— start —

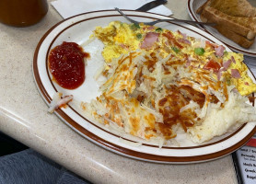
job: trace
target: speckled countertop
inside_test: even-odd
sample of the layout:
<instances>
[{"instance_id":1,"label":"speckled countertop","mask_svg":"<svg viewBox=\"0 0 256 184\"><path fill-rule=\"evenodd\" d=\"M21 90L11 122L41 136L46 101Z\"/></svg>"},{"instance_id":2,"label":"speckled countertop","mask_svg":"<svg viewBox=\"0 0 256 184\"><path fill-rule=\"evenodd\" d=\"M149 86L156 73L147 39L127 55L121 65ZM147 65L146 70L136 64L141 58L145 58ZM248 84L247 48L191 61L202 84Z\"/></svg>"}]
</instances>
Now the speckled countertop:
<instances>
[{"instance_id":1,"label":"speckled countertop","mask_svg":"<svg viewBox=\"0 0 256 184\"><path fill-rule=\"evenodd\" d=\"M186 0L167 5L189 18ZM47 113L32 75L41 36L63 18L49 6L46 17L29 28L0 24L0 131L93 183L237 183L230 155L192 165L137 161L107 151Z\"/></svg>"}]
</instances>

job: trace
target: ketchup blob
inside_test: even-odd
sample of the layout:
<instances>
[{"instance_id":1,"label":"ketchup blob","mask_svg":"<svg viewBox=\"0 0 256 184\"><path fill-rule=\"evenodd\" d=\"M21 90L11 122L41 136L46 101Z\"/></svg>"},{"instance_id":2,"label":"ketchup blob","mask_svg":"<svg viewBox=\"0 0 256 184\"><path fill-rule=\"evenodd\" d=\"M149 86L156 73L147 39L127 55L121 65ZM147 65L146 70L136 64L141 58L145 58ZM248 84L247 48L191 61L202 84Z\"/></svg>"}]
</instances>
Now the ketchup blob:
<instances>
[{"instance_id":1,"label":"ketchup blob","mask_svg":"<svg viewBox=\"0 0 256 184\"><path fill-rule=\"evenodd\" d=\"M75 42L64 41L49 54L49 69L53 80L62 87L75 89L86 79L84 58L89 54Z\"/></svg>"}]
</instances>

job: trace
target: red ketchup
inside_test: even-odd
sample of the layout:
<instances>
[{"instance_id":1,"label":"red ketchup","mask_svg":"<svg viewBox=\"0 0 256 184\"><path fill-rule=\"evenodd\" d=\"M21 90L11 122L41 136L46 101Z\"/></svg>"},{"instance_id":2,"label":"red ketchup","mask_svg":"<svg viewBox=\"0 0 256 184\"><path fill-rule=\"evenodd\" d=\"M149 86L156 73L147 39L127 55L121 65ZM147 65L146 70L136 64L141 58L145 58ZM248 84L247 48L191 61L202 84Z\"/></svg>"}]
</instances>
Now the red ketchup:
<instances>
[{"instance_id":1,"label":"red ketchup","mask_svg":"<svg viewBox=\"0 0 256 184\"><path fill-rule=\"evenodd\" d=\"M64 41L49 54L49 68L53 80L62 87L75 89L86 79L84 58L89 54L75 42Z\"/></svg>"}]
</instances>

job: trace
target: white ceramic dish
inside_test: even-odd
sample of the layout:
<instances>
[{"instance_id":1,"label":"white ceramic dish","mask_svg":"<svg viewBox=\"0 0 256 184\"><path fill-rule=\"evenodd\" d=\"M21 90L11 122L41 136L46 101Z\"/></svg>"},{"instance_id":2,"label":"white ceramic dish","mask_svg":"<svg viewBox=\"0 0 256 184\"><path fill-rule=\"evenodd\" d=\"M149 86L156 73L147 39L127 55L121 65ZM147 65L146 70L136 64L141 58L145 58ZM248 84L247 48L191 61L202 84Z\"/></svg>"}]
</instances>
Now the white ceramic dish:
<instances>
[{"instance_id":1,"label":"white ceramic dish","mask_svg":"<svg viewBox=\"0 0 256 184\"><path fill-rule=\"evenodd\" d=\"M251 0L253 1L253 0ZM202 21L200 18L200 15L196 14L196 10L200 7L206 0L188 0L188 12L192 20ZM255 2L254 2L255 4ZM235 52L241 52L245 55L256 57L256 41L250 47L250 49L245 49L232 41L231 40L224 37L220 34L215 29L209 26L199 26L201 29L204 29L206 32L215 36L223 41L226 45L227 45L230 49Z\"/></svg>"},{"instance_id":2,"label":"white ceramic dish","mask_svg":"<svg viewBox=\"0 0 256 184\"><path fill-rule=\"evenodd\" d=\"M167 17L132 10L126 10L124 13L141 21ZM111 10L90 12L70 17L56 24L47 31L36 48L33 61L34 78L46 103L50 104L52 96L57 91L64 95L74 95L74 100L69 103L66 109L55 111L56 115L72 129L95 144L115 153L145 161L172 164L204 162L224 156L239 149L255 133L255 123L250 122L234 132L217 137L203 145L196 145L184 140L180 142L180 147L163 146L159 149L157 145L146 142L143 142L140 146L131 145L126 141L137 142L139 140L131 135L125 135L126 141L123 141L123 139L120 139L118 132L110 132L101 124L85 117L77 108L77 103L89 101L92 98L99 95L99 86L93 75L103 62L99 52L102 49L102 43L94 42L84 48L86 52L90 52L91 59L87 61L85 83L75 90L63 89L52 81L47 64L48 54L51 49L63 41L74 41L82 44L88 40L96 26L107 26L113 20L126 22L119 13ZM187 35L223 44L215 37L192 25L161 23L157 26L174 31L179 29ZM228 48L227 50L230 51ZM249 75L253 77L251 73L249 72Z\"/></svg>"}]
</instances>

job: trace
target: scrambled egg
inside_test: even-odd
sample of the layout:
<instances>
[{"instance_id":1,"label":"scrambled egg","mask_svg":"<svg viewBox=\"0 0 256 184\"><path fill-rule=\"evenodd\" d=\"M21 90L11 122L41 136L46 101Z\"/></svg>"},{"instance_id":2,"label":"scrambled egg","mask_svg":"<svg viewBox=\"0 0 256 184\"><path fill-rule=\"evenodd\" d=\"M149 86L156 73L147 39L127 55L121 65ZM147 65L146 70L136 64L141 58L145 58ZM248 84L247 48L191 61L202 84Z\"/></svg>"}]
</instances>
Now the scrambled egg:
<instances>
[{"instance_id":1,"label":"scrambled egg","mask_svg":"<svg viewBox=\"0 0 256 184\"><path fill-rule=\"evenodd\" d=\"M97 27L92 36L104 43L102 55L107 63L136 50L157 52L163 58L172 53L180 59L187 58L188 65L213 70L215 80L226 80L242 96L256 91L242 54L227 52L223 46L189 37L179 30L113 21L106 28Z\"/></svg>"}]
</instances>

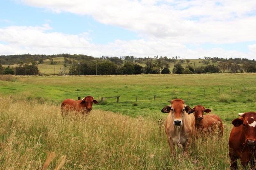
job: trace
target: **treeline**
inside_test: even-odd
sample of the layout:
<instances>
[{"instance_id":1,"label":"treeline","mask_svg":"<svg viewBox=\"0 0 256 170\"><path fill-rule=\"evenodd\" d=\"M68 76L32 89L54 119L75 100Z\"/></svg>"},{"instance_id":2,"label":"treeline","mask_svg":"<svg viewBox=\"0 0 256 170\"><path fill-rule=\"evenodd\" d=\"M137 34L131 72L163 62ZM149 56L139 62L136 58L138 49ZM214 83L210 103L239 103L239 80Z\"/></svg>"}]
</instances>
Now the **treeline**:
<instances>
[{"instance_id":1,"label":"treeline","mask_svg":"<svg viewBox=\"0 0 256 170\"><path fill-rule=\"evenodd\" d=\"M154 58L130 56L96 58L83 54L47 55L28 54L0 56L0 74L40 75L37 68L38 64L49 59L51 64L54 64L56 62L53 59L60 57L64 58L64 69L68 67L69 72L66 73L70 75L256 72L255 61L247 59L204 57L199 60L203 65L198 66L190 60L181 59L177 56L171 58L158 56ZM1 65L14 64L19 66L4 68ZM172 70L169 69L171 64L174 65Z\"/></svg>"}]
</instances>

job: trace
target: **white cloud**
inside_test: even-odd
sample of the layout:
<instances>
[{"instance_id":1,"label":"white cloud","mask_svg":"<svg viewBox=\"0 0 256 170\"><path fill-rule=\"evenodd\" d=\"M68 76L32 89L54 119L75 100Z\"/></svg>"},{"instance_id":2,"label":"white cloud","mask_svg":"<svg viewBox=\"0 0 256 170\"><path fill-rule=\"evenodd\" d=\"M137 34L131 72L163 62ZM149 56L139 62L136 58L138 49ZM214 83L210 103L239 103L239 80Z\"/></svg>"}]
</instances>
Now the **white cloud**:
<instances>
[{"instance_id":1,"label":"white cloud","mask_svg":"<svg viewBox=\"0 0 256 170\"><path fill-rule=\"evenodd\" d=\"M248 17L256 9L254 0L21 0L58 12L91 15L144 39L221 43L256 39L256 16Z\"/></svg>"},{"instance_id":2,"label":"white cloud","mask_svg":"<svg viewBox=\"0 0 256 170\"><path fill-rule=\"evenodd\" d=\"M190 59L206 56L251 59L256 54L255 45L249 46L251 52L248 53L220 48L192 49L184 45L255 41L255 0L123 0L122 3L117 0L20 1L54 12L91 16L100 23L134 32L141 38L96 45L90 43L90 31L65 34L54 32L49 24L9 27L0 28L0 54L67 53L95 57L158 55ZM1 41L4 44L1 44Z\"/></svg>"},{"instance_id":3,"label":"white cloud","mask_svg":"<svg viewBox=\"0 0 256 170\"><path fill-rule=\"evenodd\" d=\"M256 52L256 44L249 45L248 47L251 51Z\"/></svg>"}]
</instances>

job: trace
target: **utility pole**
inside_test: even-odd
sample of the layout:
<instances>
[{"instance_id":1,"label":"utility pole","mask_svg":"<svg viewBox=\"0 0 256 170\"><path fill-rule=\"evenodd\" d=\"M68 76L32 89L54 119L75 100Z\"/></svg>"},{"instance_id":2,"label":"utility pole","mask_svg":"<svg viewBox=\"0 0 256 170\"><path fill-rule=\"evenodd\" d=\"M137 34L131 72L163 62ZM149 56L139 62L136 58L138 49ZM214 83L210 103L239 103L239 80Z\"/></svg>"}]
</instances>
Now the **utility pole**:
<instances>
[{"instance_id":1,"label":"utility pole","mask_svg":"<svg viewBox=\"0 0 256 170\"><path fill-rule=\"evenodd\" d=\"M78 75L80 77L80 58L78 58Z\"/></svg>"}]
</instances>

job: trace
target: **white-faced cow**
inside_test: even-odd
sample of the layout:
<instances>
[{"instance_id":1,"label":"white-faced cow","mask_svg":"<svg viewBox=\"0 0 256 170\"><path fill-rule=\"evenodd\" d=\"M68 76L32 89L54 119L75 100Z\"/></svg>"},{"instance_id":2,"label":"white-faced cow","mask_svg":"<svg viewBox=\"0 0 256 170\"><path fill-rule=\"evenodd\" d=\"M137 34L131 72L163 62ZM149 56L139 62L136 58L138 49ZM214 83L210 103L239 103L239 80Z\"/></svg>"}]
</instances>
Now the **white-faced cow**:
<instances>
[{"instance_id":1,"label":"white-faced cow","mask_svg":"<svg viewBox=\"0 0 256 170\"><path fill-rule=\"evenodd\" d=\"M196 119L196 129L197 133L203 134L206 131L212 133L217 128L219 135L223 135L223 124L221 119L216 115L205 115L204 112L209 113L212 110L201 106L197 105L192 108Z\"/></svg>"},{"instance_id":2,"label":"white-faced cow","mask_svg":"<svg viewBox=\"0 0 256 170\"><path fill-rule=\"evenodd\" d=\"M234 126L228 140L231 169L237 169L237 160L240 159L245 167L251 161L251 168L256 169L256 112L239 113L240 118L232 121Z\"/></svg>"},{"instance_id":3,"label":"white-faced cow","mask_svg":"<svg viewBox=\"0 0 256 170\"><path fill-rule=\"evenodd\" d=\"M185 104L182 99L176 99L171 101L169 106L162 110L163 113L169 113L165 121L164 130L172 153L174 145L181 144L186 151L191 136L195 131L195 116L192 110Z\"/></svg>"},{"instance_id":4,"label":"white-faced cow","mask_svg":"<svg viewBox=\"0 0 256 170\"><path fill-rule=\"evenodd\" d=\"M82 111L83 114L89 113L92 110L93 103L97 104L98 102L94 100L94 97L88 96L82 100L75 100L71 99L64 100L61 103L61 110L70 109L77 111Z\"/></svg>"}]
</instances>

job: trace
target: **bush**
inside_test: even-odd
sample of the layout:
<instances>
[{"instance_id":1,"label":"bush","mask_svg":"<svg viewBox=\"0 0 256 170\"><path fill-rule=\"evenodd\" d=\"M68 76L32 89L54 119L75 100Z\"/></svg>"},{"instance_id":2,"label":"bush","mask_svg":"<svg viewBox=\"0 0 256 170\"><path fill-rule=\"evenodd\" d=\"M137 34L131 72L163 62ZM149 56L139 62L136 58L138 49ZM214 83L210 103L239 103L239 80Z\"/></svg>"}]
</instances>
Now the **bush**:
<instances>
[{"instance_id":1,"label":"bush","mask_svg":"<svg viewBox=\"0 0 256 170\"><path fill-rule=\"evenodd\" d=\"M183 74L193 74L193 72L190 70L188 68L186 68L182 72Z\"/></svg>"},{"instance_id":2,"label":"bush","mask_svg":"<svg viewBox=\"0 0 256 170\"><path fill-rule=\"evenodd\" d=\"M161 74L170 74L171 73L170 70L168 68L165 67L161 71Z\"/></svg>"}]
</instances>

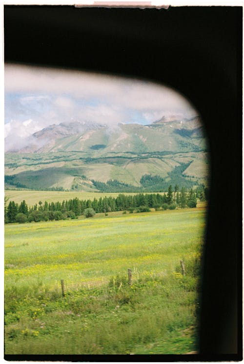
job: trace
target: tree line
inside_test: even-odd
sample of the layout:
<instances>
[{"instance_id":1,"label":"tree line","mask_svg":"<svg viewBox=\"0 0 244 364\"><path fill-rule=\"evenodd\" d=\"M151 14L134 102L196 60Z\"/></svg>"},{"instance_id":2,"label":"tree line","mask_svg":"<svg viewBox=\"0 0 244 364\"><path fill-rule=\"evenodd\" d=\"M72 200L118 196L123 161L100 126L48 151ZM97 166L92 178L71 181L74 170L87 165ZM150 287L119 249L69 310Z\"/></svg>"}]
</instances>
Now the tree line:
<instances>
[{"instance_id":1,"label":"tree line","mask_svg":"<svg viewBox=\"0 0 244 364\"><path fill-rule=\"evenodd\" d=\"M183 187L181 190L177 185L174 189L169 186L167 192L163 195L160 193L143 194L125 195L120 194L117 197L95 197L93 200L79 200L77 197L62 202L44 203L40 201L32 206L28 206L25 201L20 204L14 201L4 201L4 220L5 223L25 222L33 221L48 221L60 220L68 218L75 219L81 215L86 217L96 213L107 213L111 211L128 211L133 213L150 211L150 208L155 210L173 209L177 206L195 207L197 199L205 201L207 190L204 187L198 187L197 189L186 190ZM94 211L94 214L92 211Z\"/></svg>"}]
</instances>

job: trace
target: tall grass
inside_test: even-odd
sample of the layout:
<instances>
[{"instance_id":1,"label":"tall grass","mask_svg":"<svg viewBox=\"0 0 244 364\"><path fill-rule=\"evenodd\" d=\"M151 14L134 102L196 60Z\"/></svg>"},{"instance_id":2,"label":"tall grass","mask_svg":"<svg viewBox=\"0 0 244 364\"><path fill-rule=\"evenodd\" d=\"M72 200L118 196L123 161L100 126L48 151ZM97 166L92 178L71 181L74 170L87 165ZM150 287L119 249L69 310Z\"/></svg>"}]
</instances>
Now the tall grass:
<instances>
[{"instance_id":1,"label":"tall grass","mask_svg":"<svg viewBox=\"0 0 244 364\"><path fill-rule=\"evenodd\" d=\"M197 209L6 226L6 353L195 350L204 226Z\"/></svg>"}]
</instances>

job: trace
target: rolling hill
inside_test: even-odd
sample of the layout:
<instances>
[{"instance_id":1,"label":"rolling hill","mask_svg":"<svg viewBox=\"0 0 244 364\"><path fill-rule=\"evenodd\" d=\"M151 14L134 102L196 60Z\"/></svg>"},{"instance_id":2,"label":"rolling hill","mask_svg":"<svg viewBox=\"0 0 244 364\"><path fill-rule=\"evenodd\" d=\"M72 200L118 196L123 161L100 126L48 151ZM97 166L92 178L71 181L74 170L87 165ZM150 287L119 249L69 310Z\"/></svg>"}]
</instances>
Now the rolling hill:
<instances>
[{"instance_id":1,"label":"rolling hill","mask_svg":"<svg viewBox=\"0 0 244 364\"><path fill-rule=\"evenodd\" d=\"M26 142L5 153L6 188L141 190L142 176L150 175L163 179L162 190L207 183L207 143L198 117L113 127L61 123Z\"/></svg>"}]
</instances>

— end —

Required task: Give only the number of lines in the entries that contain the string "grass", counting case.

Answer to the problem: 4